• _Dataset entries_
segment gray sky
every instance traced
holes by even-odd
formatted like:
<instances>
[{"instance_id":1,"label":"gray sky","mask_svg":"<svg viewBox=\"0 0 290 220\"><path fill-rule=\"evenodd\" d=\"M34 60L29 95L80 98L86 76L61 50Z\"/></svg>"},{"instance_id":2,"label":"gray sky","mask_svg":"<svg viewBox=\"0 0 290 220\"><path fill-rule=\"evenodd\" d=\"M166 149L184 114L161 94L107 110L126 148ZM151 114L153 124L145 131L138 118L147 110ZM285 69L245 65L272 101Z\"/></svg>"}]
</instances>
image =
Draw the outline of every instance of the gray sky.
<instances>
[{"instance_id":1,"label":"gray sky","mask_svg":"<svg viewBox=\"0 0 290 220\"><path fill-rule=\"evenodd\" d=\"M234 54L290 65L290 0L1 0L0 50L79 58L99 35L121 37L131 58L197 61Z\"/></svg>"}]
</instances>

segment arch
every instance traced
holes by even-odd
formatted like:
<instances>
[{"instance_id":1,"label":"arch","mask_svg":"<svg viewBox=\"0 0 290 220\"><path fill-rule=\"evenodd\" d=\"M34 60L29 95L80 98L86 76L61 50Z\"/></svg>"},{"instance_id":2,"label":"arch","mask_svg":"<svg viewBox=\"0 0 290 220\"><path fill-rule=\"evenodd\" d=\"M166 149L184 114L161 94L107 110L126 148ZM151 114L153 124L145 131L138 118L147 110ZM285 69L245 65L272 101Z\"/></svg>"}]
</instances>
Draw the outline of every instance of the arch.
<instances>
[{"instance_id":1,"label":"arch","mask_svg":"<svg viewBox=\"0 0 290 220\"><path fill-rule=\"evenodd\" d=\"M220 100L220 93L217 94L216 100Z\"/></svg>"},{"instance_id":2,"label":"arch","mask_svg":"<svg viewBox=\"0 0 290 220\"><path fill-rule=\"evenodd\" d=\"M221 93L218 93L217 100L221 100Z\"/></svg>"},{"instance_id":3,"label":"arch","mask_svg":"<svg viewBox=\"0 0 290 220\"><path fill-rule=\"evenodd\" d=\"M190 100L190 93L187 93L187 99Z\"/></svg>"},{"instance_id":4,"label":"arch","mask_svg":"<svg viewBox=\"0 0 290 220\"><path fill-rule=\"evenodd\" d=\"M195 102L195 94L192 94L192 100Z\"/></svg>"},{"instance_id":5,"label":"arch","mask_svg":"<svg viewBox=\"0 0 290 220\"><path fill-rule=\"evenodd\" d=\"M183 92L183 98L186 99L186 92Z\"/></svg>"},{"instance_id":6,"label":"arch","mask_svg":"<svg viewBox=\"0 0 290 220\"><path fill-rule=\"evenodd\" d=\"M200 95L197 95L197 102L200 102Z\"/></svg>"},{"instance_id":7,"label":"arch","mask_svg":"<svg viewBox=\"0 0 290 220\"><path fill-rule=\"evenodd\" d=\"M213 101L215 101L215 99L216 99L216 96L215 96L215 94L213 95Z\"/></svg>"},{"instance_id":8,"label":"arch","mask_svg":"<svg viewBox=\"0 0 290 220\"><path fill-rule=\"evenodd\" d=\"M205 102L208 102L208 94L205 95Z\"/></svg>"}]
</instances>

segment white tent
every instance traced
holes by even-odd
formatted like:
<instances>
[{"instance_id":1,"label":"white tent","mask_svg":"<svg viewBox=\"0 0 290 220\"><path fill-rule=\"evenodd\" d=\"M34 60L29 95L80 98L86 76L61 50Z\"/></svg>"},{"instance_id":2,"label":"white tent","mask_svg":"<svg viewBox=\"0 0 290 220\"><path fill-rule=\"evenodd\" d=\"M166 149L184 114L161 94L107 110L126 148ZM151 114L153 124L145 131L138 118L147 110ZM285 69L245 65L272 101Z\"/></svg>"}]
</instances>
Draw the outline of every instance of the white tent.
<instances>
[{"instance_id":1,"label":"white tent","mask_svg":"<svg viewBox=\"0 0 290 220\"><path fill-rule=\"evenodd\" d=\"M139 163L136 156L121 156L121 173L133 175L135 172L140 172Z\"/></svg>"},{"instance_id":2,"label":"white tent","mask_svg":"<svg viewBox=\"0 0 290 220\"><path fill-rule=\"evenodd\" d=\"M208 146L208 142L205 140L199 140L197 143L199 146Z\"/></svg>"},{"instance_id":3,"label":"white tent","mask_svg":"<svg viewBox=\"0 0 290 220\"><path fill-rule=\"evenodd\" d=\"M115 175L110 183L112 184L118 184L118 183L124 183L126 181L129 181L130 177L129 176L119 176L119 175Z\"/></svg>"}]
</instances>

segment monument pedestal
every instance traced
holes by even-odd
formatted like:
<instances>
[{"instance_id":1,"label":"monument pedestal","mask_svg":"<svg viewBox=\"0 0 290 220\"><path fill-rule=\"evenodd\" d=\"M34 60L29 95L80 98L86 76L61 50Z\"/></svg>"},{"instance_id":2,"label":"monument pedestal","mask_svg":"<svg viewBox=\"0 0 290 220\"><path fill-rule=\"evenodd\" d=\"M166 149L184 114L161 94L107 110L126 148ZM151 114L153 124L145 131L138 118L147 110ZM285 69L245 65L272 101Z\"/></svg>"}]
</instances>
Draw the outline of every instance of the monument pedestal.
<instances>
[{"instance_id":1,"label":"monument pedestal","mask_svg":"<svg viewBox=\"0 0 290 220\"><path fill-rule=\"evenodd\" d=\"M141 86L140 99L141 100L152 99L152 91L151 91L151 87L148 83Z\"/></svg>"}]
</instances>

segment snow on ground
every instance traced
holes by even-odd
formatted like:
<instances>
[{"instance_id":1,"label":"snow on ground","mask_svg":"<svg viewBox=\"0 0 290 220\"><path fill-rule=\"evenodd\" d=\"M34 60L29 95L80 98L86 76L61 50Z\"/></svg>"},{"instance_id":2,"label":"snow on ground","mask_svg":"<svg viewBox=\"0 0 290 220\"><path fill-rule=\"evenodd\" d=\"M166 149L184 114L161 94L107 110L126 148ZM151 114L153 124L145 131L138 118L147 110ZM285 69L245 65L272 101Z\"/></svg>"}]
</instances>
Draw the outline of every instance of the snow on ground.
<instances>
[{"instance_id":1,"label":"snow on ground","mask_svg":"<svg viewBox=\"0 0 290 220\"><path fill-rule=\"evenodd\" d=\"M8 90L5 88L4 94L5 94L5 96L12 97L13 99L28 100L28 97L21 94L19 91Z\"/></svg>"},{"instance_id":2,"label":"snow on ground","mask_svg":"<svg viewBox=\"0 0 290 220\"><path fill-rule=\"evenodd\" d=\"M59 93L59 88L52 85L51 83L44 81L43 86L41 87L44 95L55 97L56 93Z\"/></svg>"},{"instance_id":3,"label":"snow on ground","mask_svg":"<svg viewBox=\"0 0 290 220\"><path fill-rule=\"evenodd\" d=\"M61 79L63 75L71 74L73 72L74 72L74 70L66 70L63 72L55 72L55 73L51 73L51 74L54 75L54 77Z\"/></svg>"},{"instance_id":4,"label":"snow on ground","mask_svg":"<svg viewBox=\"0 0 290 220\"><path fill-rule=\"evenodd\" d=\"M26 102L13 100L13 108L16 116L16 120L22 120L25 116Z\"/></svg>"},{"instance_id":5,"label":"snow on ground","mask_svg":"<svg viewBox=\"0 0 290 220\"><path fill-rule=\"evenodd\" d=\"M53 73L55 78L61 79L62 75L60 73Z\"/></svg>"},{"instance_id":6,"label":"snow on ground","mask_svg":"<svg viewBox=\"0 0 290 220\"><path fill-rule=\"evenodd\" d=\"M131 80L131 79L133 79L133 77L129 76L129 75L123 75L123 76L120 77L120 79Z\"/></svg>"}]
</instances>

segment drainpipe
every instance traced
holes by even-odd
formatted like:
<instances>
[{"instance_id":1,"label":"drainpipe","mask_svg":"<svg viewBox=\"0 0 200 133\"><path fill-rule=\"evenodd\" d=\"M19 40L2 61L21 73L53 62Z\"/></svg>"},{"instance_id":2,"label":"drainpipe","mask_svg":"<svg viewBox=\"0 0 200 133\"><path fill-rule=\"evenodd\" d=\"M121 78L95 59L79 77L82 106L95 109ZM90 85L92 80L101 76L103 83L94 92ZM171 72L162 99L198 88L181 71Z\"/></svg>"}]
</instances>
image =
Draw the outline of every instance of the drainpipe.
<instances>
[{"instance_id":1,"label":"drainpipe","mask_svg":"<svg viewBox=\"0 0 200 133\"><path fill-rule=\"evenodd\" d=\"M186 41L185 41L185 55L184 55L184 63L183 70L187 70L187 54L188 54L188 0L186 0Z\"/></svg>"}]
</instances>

• _What the task requires_
The lines above from the one containing "segment arch" through the one containing "segment white tent" are to be set down exactly, and no others.

• _Solution for this exercise_
segment arch
every instance traced
holes by even-odd
formatted like:
<instances>
[{"instance_id":1,"label":"arch","mask_svg":"<svg viewBox=\"0 0 290 220\"><path fill-rule=\"evenodd\" d=\"M34 60L29 95L80 98L86 76L61 50Z\"/></svg>"},{"instance_id":2,"label":"arch","mask_svg":"<svg viewBox=\"0 0 290 220\"><path fill-rule=\"evenodd\" d=\"M166 149L184 114L161 94L107 110L126 148ZM151 114L153 124L145 131L138 118L147 110ZM285 69L245 65L272 101Z\"/></svg>"}]
</instances>
Draw the outline of every instance of the arch.
<instances>
[{"instance_id":1,"label":"arch","mask_svg":"<svg viewBox=\"0 0 290 220\"><path fill-rule=\"evenodd\" d=\"M220 100L220 93L217 94L216 100Z\"/></svg>"},{"instance_id":2,"label":"arch","mask_svg":"<svg viewBox=\"0 0 290 220\"><path fill-rule=\"evenodd\" d=\"M221 93L218 93L217 100L221 100Z\"/></svg>"},{"instance_id":3,"label":"arch","mask_svg":"<svg viewBox=\"0 0 290 220\"><path fill-rule=\"evenodd\" d=\"M190 100L190 93L187 93L187 99Z\"/></svg>"},{"instance_id":4,"label":"arch","mask_svg":"<svg viewBox=\"0 0 290 220\"><path fill-rule=\"evenodd\" d=\"M195 102L195 94L192 94L192 100Z\"/></svg>"},{"instance_id":5,"label":"arch","mask_svg":"<svg viewBox=\"0 0 290 220\"><path fill-rule=\"evenodd\" d=\"M183 92L183 98L186 99L186 92Z\"/></svg>"},{"instance_id":6,"label":"arch","mask_svg":"<svg viewBox=\"0 0 290 220\"><path fill-rule=\"evenodd\" d=\"M200 95L197 95L197 102L200 102Z\"/></svg>"},{"instance_id":7,"label":"arch","mask_svg":"<svg viewBox=\"0 0 290 220\"><path fill-rule=\"evenodd\" d=\"M213 101L215 101L215 99L216 99L216 96L215 96L215 94L213 95Z\"/></svg>"},{"instance_id":8,"label":"arch","mask_svg":"<svg viewBox=\"0 0 290 220\"><path fill-rule=\"evenodd\" d=\"M205 102L208 102L208 94L205 95Z\"/></svg>"}]
</instances>

segment white tent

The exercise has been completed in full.